— START Dataset excerpts —
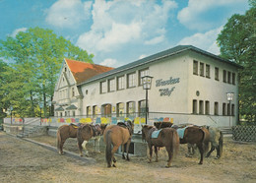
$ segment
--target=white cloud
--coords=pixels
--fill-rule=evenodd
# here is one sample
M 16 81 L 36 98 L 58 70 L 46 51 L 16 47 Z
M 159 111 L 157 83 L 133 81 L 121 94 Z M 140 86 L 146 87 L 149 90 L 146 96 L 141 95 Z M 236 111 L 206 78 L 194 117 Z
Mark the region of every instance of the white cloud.
M 234 4 L 244 4 L 247 0 L 189 0 L 188 6 L 183 8 L 177 16 L 181 24 L 191 30 L 205 30 L 211 28 L 213 21 L 205 20 L 205 13 L 217 7 L 231 8 Z M 215 20 L 218 18 L 216 14 Z
M 115 65 L 116 63 L 117 63 L 117 60 L 107 58 L 103 62 L 99 63 L 99 65 L 107 66 L 107 67 L 113 67 L 113 65 Z
M 81 0 L 58 0 L 46 11 L 46 22 L 58 28 L 78 27 L 90 18 L 92 2 Z
M 160 36 L 152 38 L 151 40 L 145 41 L 145 44 L 147 44 L 147 45 L 157 44 L 163 40 L 164 40 L 164 35 L 160 35 Z
M 27 30 L 28 30 L 27 28 L 17 29 L 17 30 L 15 30 L 12 32 L 11 36 L 12 36 L 12 37 L 15 37 L 20 31 L 26 31 Z
M 143 59 L 145 57 L 147 57 L 147 55 L 141 55 L 141 56 L 139 56 L 139 59 Z
M 174 1 L 96 1 L 91 30 L 80 35 L 77 45 L 96 53 L 113 51 L 126 43 L 157 44 L 164 40 L 169 11 Z M 153 38 L 154 37 L 154 38 Z
M 193 45 L 218 55 L 220 54 L 220 48 L 216 43 L 216 39 L 222 30 L 223 27 L 206 31 L 205 33 L 195 33 L 192 36 L 184 37 L 178 44 Z

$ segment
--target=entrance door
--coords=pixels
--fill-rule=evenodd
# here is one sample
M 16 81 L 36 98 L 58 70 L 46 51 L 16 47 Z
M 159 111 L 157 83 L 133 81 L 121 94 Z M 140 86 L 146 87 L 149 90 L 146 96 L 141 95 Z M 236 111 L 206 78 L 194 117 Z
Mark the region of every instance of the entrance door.
M 102 105 L 102 115 L 103 116 L 111 116 L 111 108 L 112 108 L 112 105 L 111 104 L 104 104 Z

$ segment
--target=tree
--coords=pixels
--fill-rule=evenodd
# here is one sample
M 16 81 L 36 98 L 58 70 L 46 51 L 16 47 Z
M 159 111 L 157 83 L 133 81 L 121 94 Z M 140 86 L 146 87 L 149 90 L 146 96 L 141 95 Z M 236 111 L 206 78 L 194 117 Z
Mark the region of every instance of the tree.
M 25 111 L 26 107 L 29 116 L 35 115 L 35 108 L 40 102 L 46 114 L 47 101 L 52 99 L 64 57 L 90 63 L 93 63 L 94 57 L 63 36 L 58 37 L 52 30 L 40 28 L 29 29 L 20 31 L 16 37 L 0 40 L 0 56 L 13 62 L 6 77 L 15 80 L 4 87 L 6 98 L 12 104 L 16 103 L 17 110 Z M 22 111 L 19 113 L 22 114 Z
M 239 70 L 239 113 L 248 121 L 256 120 L 256 6 L 245 15 L 233 15 L 218 36 L 221 56 L 244 68 Z

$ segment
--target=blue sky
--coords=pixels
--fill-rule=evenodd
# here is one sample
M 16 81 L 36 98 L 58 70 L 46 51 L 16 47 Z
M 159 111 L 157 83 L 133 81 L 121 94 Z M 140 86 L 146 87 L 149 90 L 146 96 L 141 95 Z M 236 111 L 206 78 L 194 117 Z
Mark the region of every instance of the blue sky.
M 247 0 L 0 0 L 0 39 L 29 28 L 50 29 L 119 67 L 179 44 L 214 54 L 218 33 Z

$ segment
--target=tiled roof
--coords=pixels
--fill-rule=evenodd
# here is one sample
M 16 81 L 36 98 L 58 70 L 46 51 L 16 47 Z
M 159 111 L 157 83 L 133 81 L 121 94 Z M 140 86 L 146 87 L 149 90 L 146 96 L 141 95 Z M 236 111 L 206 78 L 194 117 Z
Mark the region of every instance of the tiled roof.
M 105 67 L 77 60 L 70 60 L 67 58 L 65 58 L 65 61 L 70 71 L 72 72 L 77 84 L 81 84 L 96 75 L 114 69 L 112 67 Z
M 204 51 L 204 50 L 199 49 L 199 48 L 197 48 L 195 46 L 192 46 L 192 45 L 178 45 L 178 46 L 172 47 L 170 49 L 167 49 L 167 50 L 156 53 L 154 55 L 145 57 L 143 59 L 137 60 L 135 62 L 131 62 L 129 64 L 126 64 L 126 65 L 121 66 L 121 67 L 118 67 L 116 69 L 110 70 L 109 72 L 105 72 L 105 73 L 96 75 L 96 76 L 91 78 L 88 81 L 80 83 L 80 85 L 83 85 L 83 84 L 86 84 L 86 83 L 90 83 L 90 82 L 93 82 L 93 81 L 96 81 L 96 80 L 98 80 L 98 79 L 101 79 L 101 78 L 104 78 L 104 77 L 107 77 L 107 76 L 111 76 L 111 75 L 120 73 L 122 71 L 127 71 L 129 69 L 132 69 L 132 68 L 135 68 L 135 67 L 138 67 L 138 66 L 142 66 L 142 65 L 145 65 L 145 64 L 156 62 L 156 61 L 159 61 L 161 58 L 173 56 L 175 54 L 179 54 L 181 52 L 188 51 L 188 50 L 192 50 L 192 51 L 195 51 L 195 52 L 197 52 L 199 54 L 203 54 L 203 55 L 209 56 L 211 58 L 216 59 L 219 62 L 227 63 L 227 64 L 233 65 L 233 66 L 235 66 L 237 68 L 242 68 L 242 66 L 240 66 L 240 65 L 238 65 L 238 64 L 236 64 L 234 62 L 231 62 L 231 61 L 229 61 L 227 59 L 222 58 L 222 57 L 217 56 L 215 54 L 212 54 L 210 52 Z

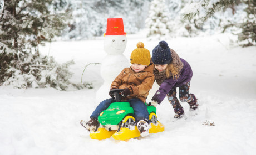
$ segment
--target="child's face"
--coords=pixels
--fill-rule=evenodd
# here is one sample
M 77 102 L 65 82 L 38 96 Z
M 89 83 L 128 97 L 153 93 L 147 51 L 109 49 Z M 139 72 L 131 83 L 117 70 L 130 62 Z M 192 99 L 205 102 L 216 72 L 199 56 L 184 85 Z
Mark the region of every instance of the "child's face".
M 131 68 L 135 72 L 139 72 L 143 70 L 147 66 L 138 64 L 131 64 Z
M 161 72 L 166 69 L 168 65 L 168 64 L 155 65 L 155 68 L 158 70 L 158 71 Z

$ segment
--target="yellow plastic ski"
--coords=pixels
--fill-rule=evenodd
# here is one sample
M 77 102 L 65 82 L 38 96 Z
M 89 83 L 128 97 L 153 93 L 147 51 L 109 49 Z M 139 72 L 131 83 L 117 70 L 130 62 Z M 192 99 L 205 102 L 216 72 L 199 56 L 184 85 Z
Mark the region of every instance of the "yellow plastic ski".
M 92 139 L 103 140 L 112 136 L 116 130 L 108 131 L 104 128 L 99 128 L 97 131 L 90 133 L 90 137 Z

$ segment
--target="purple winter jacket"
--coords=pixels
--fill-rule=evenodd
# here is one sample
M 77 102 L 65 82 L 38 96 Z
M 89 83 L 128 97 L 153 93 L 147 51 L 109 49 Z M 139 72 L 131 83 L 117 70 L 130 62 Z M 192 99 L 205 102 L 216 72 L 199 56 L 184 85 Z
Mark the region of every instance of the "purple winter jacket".
M 180 59 L 184 64 L 183 68 L 180 70 L 180 77 L 174 80 L 173 76 L 165 79 L 152 97 L 152 101 L 156 101 L 160 104 L 173 87 L 180 87 L 191 80 L 193 73 L 190 65 L 183 59 L 180 58 Z

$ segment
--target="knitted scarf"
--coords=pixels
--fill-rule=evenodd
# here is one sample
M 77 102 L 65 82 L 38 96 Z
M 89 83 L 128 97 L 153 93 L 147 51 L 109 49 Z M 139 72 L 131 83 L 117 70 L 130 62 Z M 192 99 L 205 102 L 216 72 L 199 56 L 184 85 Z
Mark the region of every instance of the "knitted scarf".
M 171 53 L 171 58 L 173 58 L 173 63 L 175 68 L 176 68 L 179 73 L 183 68 L 184 64 L 180 60 L 180 57 L 176 53 L 176 52 L 172 49 L 170 49 Z M 155 75 L 155 80 L 156 83 L 160 86 L 164 82 L 164 80 L 167 79 L 165 71 L 159 72 L 157 70 L 154 70 L 154 75 Z M 173 78 L 173 75 L 171 71 L 170 71 L 170 78 Z

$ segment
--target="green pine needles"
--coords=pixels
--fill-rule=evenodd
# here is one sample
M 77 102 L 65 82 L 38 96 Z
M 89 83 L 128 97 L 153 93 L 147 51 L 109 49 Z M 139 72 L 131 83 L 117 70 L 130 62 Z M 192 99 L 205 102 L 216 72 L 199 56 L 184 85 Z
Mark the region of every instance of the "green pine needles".
M 70 17 L 65 0 L 0 1 L 0 85 L 66 90 L 91 87 L 70 82 L 73 61 L 63 64 L 42 56 L 40 44 L 61 34 Z

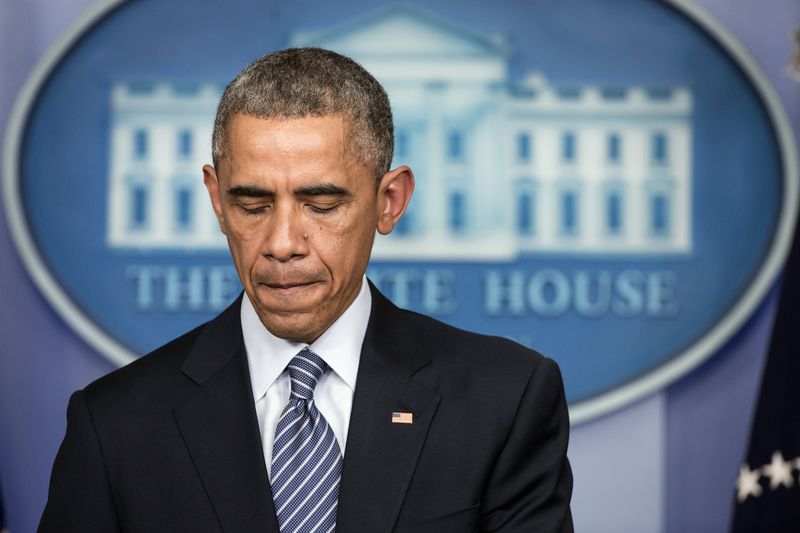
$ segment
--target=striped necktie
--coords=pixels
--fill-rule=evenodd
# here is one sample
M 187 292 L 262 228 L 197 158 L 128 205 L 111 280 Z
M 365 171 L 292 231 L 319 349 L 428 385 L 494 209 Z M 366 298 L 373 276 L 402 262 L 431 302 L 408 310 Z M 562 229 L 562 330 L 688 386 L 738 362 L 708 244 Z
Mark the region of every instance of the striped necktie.
M 314 404 L 314 388 L 327 367 L 308 348 L 287 367 L 292 393 L 278 420 L 272 447 L 272 498 L 281 533 L 336 529 L 342 452 Z

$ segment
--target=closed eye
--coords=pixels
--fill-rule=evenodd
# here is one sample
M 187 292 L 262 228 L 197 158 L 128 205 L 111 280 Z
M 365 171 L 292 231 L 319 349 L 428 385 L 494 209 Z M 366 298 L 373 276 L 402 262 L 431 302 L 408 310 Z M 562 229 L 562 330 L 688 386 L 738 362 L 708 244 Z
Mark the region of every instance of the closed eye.
M 324 213 L 331 213 L 332 211 L 335 211 L 341 204 L 340 203 L 335 203 L 333 205 L 314 205 L 314 204 L 306 204 L 306 205 L 314 213 L 324 214 Z

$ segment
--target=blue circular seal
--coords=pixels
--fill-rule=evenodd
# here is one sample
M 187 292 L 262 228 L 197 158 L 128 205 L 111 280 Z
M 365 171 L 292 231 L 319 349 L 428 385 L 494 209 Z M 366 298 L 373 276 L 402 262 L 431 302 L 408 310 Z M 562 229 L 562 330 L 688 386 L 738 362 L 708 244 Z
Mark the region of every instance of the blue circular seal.
M 785 257 L 791 129 L 691 4 L 110 2 L 21 93 L 4 199 L 34 281 L 113 361 L 241 290 L 200 168 L 224 83 L 287 46 L 353 57 L 392 101 L 417 190 L 370 278 L 554 357 L 573 421 L 714 353 Z

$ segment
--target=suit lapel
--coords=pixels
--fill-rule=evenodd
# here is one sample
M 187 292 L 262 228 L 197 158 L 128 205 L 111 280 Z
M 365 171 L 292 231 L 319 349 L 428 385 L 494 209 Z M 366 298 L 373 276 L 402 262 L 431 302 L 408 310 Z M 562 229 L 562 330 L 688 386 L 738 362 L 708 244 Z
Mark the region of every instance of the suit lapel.
M 277 532 L 239 302 L 201 333 L 181 368 L 197 388 L 173 412 L 223 530 Z
M 429 360 L 414 332 L 374 287 L 372 298 L 342 471 L 343 532 L 393 528 L 440 399 L 412 379 Z M 413 423 L 392 423 L 393 412 Z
— END Dataset excerpts —
**Exercise objective:** Rewrite the lines that open with the very first line and close with the line containing "Mark the region of every instance of the white", with "white cloud" renamed to "cumulus cloud" and nothing else altered. Leave the pictures out of the answer.

**The reply:**
$ segment
--target=cumulus cloud
--coords=pixels
--fill-rule=evenodd
# here is one sample
M 16 81 L 36 98 L 58 70 L 46 51 L 16 47 Z
M 159 111 L 157 83 L 133 81 L 121 94 Z M 140 86 L 146 87 L 149 90 L 146 96 L 141 95 Z M 236 111 L 206 78 L 194 117 Z
Mark the region of every instance of the cumulus cloud.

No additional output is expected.